**Task to complete**
Return every line of the data below verbatim, with no alterations.
* * *
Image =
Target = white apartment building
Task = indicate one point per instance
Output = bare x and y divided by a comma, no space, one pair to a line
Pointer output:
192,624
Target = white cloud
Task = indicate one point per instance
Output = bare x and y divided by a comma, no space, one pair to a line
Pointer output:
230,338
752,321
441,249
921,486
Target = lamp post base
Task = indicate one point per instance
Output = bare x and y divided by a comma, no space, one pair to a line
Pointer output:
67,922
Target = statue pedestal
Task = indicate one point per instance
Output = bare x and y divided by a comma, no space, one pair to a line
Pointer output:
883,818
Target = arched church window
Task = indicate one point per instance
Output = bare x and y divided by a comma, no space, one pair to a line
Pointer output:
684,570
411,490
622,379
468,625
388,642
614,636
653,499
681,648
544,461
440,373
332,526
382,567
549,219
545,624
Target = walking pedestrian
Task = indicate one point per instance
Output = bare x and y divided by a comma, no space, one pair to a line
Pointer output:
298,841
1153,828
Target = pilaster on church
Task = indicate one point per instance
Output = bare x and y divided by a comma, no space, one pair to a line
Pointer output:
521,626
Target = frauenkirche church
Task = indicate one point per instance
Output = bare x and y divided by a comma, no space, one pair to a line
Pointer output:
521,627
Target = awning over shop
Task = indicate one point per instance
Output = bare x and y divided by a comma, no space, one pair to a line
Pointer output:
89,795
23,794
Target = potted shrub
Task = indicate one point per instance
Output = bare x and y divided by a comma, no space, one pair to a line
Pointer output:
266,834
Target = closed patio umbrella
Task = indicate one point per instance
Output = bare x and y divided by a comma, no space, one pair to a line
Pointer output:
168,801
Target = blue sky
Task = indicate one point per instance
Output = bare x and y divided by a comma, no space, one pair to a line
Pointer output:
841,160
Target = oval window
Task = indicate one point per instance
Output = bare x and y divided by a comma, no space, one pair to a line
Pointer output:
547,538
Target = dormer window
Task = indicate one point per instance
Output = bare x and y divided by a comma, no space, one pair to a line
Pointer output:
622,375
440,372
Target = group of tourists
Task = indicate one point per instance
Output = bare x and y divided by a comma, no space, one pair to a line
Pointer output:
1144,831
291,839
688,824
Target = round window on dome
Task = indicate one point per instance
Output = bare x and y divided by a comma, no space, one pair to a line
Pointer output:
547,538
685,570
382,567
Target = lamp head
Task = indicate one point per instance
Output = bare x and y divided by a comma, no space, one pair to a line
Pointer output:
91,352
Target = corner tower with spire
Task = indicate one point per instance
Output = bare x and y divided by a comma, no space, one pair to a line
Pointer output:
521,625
* * *
**Solution for this problem**
Image =
Target = white apartment building
Task = indicate one point per instance
Output = bare x and y divided by a comma, no space, one pair to a line
Pointer output:
192,624
Target = white cloud
Task = indicate one point per instance
Output = bare x and y divided by a comma, no space, one pair to a line
Pointer output:
230,338
752,321
441,249
921,486
Target = lamp post base
Task = indicate one point per instance
Output = bare x and y divided by a comma, no space, one pair to a line
Pointer output:
67,922
Target = statue pedestal
Task = indicate one point per instance
Output = bare x and y divided by a comma, no space, one pair to a line
Pointer output:
883,818
Target = arched church window
Task = indicate one point per instance
Output = bare x and y divided by a comma, no space, one pair to a line
Pointer output:
684,570
411,490
622,379
468,625
388,642
614,636
653,499
681,648
544,461
440,373
332,526
382,567
549,219
545,624
Target = walking pedestrian
Task = indicate one point per instance
Output = bare x and y divided by a comma, no space, one pair to a line
Pointer output:
298,841
1153,828
Target = pilaster on church
Task = indicate one point per instance
Output = bare x and y divided by a comma, no space, one pair to a line
Pointer output:
521,626
Target = frauenkirche church
Task = indicate one point per instance
Output = bare x and y divided by a comma, no space, one pair to a line
Pointer output:
521,627
Target = awning over shop
Task = indicate one point per instance
Output = bare x and y divided by a comma, no space, one pair to a line
Pointer output:
89,795
23,794
Target = potted shrub
Task = indicate one point per instance
Output = bare x and y divided by a comma, no space, one pair to a line
Pointer output:
266,834
Target = closed patio umbrella
Task = indicate one point per instance
Output = bare x and y divided by a comma, no space, one pair to a line
Pointer output:
168,801
Target = blue sky
Task = indicate one point per instance
Output = bare x and y divided by a comma, no space, one pair to a line
Pointer output:
841,160
Target = oval window
Task = indicate one point per instance
Output = bare x and y divided by a comma, no space, one pair to a line
Pointer output:
547,538
Target = dormer window
Task = indicate one point per instance
Output = bare x and y divided by a comma, no space, one pair to a line
Pointer output:
622,375
440,372
Target = group of tourists
Task = indicate one point per instance
Output = bare x and y divided by a comma, no space, one pair to a line
Pointer output:
1144,831
291,839
688,824
Target = round window on dome
Task = indicate one point per instance
Output = bare x and y divided by a comma, no space, one pair to a line
Pointer output:
547,538
685,570
382,567
Target = lamp head
Task = indicate one point per instance
Output = bare x and y divided by a comma, no space, one pair to a line
Pointer output:
91,352
Target = corner tower with spire
Task = indicate one point per instance
Output = bare x and y divided by a comma, no space, one pair to a line
Pointer output:
521,625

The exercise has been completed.